**Problem details**
Print word for word the records from the line containing "of the seated" through the end.

**Stored entries**
== Segment start ==

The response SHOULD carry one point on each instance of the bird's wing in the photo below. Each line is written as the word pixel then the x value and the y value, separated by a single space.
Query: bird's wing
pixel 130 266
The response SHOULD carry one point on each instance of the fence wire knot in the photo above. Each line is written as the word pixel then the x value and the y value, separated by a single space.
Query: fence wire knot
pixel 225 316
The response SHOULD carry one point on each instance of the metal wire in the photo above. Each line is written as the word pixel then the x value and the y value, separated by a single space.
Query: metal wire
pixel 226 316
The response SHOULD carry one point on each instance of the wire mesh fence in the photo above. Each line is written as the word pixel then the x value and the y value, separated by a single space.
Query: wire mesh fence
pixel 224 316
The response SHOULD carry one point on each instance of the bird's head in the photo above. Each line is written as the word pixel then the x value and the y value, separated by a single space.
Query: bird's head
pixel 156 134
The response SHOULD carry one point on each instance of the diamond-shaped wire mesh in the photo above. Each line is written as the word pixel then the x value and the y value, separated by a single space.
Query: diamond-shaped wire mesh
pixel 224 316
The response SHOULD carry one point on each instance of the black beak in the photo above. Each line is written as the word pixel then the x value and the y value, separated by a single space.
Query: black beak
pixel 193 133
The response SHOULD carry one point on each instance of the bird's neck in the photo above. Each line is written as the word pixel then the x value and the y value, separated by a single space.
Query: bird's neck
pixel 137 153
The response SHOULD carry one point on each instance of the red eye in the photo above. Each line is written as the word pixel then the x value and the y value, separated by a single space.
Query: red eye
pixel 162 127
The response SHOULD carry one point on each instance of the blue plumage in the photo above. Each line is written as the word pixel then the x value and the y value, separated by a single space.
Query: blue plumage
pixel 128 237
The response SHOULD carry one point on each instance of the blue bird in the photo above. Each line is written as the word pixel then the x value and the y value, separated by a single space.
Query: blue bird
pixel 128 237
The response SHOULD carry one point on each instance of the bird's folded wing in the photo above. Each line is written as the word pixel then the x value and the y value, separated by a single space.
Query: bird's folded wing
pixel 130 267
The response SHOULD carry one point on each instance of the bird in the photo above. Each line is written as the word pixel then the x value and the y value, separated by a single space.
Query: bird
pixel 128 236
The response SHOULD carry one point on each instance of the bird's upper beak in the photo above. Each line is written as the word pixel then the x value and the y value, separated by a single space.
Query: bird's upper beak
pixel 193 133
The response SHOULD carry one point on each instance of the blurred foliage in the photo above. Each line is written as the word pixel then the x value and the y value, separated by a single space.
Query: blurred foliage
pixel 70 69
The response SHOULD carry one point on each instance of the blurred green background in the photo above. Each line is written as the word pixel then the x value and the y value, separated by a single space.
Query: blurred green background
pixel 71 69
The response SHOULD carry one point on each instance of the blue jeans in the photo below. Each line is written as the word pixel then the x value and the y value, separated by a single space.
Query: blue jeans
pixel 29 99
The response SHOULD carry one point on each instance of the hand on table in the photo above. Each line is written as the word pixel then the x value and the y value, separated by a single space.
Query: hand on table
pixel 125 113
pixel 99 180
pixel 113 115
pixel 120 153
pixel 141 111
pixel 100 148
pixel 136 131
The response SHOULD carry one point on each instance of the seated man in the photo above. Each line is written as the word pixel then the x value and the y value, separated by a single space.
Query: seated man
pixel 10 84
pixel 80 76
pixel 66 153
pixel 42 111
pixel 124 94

== Segment end ==

**Solved problem**
The response SHOULD carry one point on each instance of the seated man in the photo above. Each line is written as the word pixel then the x value and the y value, separated by a single space.
Query: seated man
pixel 10 84
pixel 80 76
pixel 66 153
pixel 42 111
pixel 124 94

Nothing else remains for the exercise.